──────── AVAILABLE DATA ────────

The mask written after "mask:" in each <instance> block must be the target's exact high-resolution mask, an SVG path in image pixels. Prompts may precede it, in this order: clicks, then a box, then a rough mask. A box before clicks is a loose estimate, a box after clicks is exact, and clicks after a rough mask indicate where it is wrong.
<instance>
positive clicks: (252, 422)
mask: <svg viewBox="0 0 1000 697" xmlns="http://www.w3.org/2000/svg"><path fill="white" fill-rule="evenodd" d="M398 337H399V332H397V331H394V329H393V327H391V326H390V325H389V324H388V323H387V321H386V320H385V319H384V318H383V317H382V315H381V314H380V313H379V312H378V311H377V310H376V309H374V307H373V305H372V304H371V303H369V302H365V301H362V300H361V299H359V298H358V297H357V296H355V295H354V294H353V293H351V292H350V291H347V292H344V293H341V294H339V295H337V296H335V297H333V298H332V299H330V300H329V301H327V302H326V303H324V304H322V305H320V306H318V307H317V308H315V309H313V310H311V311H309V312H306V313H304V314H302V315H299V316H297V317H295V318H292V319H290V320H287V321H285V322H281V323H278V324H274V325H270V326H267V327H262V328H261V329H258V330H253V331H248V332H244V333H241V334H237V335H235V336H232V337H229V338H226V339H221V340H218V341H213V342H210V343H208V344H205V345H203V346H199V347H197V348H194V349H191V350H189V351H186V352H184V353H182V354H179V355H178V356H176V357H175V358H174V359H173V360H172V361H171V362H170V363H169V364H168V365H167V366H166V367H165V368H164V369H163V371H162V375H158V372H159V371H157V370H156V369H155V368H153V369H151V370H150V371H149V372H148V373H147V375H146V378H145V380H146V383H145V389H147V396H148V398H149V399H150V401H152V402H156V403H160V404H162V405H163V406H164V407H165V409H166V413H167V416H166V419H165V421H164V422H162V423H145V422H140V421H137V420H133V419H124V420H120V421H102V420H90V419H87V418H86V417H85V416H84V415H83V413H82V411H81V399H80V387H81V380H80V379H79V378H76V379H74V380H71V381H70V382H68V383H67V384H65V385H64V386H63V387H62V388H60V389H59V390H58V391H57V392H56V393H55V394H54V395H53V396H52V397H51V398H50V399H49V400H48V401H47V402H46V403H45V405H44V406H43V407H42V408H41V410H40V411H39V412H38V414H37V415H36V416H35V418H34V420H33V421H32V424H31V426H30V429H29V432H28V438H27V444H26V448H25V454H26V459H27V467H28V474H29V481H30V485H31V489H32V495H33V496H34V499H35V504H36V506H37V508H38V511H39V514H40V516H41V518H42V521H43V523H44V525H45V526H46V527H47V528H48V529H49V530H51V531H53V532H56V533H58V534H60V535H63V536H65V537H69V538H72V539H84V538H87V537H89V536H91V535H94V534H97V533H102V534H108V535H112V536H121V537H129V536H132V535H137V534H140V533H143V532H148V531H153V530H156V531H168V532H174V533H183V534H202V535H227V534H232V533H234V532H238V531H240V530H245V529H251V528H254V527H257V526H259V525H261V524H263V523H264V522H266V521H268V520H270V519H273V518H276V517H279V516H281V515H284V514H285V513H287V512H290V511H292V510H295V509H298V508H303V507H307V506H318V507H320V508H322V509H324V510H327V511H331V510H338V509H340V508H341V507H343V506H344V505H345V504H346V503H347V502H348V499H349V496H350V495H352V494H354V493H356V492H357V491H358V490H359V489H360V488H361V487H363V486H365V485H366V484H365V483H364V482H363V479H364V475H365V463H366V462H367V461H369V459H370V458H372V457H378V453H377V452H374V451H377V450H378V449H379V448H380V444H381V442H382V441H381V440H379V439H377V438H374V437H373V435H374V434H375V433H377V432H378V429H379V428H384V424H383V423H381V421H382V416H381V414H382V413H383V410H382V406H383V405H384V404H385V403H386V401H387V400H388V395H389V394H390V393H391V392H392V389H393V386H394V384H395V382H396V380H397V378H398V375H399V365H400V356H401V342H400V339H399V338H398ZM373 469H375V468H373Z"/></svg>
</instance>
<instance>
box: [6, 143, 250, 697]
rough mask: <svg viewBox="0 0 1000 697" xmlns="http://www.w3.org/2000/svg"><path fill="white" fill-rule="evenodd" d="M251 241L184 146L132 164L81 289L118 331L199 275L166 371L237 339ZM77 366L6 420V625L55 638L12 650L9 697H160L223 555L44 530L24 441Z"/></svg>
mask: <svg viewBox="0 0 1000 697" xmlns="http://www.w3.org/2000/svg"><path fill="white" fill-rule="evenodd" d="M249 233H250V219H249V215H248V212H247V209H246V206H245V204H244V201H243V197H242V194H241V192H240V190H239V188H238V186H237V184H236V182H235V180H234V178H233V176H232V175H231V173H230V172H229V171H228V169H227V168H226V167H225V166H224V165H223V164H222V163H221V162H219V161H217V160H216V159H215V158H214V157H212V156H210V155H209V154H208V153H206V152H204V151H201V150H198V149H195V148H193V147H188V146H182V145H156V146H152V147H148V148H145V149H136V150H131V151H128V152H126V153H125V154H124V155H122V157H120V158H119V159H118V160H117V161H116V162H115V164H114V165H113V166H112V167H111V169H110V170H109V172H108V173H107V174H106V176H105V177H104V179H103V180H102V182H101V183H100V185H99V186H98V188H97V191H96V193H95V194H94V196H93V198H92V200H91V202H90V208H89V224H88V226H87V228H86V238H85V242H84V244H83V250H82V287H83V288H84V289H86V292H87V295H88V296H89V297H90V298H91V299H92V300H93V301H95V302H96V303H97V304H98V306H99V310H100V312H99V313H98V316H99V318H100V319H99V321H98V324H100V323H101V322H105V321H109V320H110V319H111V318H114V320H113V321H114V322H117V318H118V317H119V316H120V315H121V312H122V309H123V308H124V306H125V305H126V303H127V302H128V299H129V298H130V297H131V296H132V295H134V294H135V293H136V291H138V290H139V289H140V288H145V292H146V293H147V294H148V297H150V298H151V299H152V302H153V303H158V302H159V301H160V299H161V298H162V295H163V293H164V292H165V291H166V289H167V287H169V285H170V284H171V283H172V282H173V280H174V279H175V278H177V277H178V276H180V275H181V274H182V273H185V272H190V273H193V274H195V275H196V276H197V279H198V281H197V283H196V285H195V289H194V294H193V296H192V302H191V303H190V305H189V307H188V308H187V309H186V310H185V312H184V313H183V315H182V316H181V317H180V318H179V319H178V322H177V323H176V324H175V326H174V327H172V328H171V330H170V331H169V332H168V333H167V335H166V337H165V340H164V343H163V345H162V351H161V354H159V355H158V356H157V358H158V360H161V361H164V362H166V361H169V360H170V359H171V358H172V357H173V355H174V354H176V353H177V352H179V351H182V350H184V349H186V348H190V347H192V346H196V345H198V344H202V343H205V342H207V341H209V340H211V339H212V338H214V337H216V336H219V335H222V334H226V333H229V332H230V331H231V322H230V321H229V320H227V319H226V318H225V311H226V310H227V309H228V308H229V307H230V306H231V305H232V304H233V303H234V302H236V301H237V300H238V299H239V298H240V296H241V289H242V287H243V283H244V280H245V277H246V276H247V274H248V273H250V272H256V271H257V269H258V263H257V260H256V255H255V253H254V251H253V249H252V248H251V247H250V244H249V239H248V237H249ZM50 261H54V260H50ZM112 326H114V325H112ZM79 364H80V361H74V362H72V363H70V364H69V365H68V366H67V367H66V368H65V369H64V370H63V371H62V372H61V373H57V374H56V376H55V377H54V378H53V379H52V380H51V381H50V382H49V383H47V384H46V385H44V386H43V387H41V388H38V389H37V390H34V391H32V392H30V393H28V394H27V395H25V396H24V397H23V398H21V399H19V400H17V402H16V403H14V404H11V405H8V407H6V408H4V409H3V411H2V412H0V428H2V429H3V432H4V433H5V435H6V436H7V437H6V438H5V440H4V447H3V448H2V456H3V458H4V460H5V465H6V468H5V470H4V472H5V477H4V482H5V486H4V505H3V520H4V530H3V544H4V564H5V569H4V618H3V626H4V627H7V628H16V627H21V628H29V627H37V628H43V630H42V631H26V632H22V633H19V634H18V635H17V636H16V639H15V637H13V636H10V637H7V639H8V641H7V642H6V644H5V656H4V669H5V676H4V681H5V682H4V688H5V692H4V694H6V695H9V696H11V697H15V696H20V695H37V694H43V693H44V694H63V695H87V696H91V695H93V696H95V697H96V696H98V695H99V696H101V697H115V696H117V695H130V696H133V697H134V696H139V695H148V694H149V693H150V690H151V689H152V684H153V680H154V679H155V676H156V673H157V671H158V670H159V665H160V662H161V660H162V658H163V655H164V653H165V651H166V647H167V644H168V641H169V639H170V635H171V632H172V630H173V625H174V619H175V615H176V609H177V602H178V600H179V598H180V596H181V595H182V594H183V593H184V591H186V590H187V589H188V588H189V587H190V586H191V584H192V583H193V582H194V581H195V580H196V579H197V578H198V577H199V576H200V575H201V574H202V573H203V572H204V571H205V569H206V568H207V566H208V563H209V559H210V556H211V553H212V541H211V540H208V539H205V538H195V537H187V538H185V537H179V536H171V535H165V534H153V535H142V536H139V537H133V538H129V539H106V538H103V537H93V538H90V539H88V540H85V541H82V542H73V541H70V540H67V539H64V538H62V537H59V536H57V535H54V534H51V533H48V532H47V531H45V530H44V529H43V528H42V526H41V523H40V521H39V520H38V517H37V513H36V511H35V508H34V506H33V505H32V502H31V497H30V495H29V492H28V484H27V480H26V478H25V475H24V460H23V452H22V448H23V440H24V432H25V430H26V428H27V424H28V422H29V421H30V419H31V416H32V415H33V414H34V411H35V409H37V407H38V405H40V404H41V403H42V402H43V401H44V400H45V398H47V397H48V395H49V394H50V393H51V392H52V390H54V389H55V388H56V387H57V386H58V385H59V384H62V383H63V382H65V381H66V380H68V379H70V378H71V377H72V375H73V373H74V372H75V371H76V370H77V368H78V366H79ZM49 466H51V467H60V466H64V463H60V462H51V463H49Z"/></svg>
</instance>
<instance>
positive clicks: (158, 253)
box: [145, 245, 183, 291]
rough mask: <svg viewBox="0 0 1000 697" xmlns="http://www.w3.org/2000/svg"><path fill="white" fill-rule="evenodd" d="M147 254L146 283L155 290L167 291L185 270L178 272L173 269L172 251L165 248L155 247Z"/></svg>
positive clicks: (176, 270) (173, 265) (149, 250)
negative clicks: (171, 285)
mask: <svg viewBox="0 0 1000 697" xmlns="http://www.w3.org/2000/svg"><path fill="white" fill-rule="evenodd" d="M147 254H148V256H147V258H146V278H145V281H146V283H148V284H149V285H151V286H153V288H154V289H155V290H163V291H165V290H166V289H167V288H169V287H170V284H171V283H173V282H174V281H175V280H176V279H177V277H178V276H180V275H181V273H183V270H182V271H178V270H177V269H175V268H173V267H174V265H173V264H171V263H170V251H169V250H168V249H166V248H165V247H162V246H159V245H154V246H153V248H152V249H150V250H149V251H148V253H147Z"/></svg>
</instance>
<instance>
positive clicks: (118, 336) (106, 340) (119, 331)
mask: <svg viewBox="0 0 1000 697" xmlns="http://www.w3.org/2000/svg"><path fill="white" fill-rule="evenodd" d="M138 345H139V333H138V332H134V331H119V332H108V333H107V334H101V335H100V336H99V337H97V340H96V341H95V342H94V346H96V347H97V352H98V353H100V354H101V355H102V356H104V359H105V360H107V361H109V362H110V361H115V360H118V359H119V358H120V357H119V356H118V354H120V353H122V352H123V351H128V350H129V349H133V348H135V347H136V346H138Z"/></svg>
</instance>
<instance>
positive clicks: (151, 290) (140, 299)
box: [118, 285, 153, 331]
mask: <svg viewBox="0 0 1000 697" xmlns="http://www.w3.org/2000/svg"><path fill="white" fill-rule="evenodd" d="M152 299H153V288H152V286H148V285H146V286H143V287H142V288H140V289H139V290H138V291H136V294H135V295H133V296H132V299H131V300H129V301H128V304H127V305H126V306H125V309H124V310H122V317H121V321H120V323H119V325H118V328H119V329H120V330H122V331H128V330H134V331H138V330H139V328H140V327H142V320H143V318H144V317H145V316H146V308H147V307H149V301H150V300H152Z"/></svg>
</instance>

────────

Copy every line of the entries in which "positive" can be found.

■ FINISHED TASK:
positive clicks: (252, 422)
positive clicks: (158, 253)
positive clicks: (176, 270) (173, 265) (149, 250)
positive clicks: (118, 336) (106, 340) (119, 331)
positive clicks: (151, 290) (140, 299)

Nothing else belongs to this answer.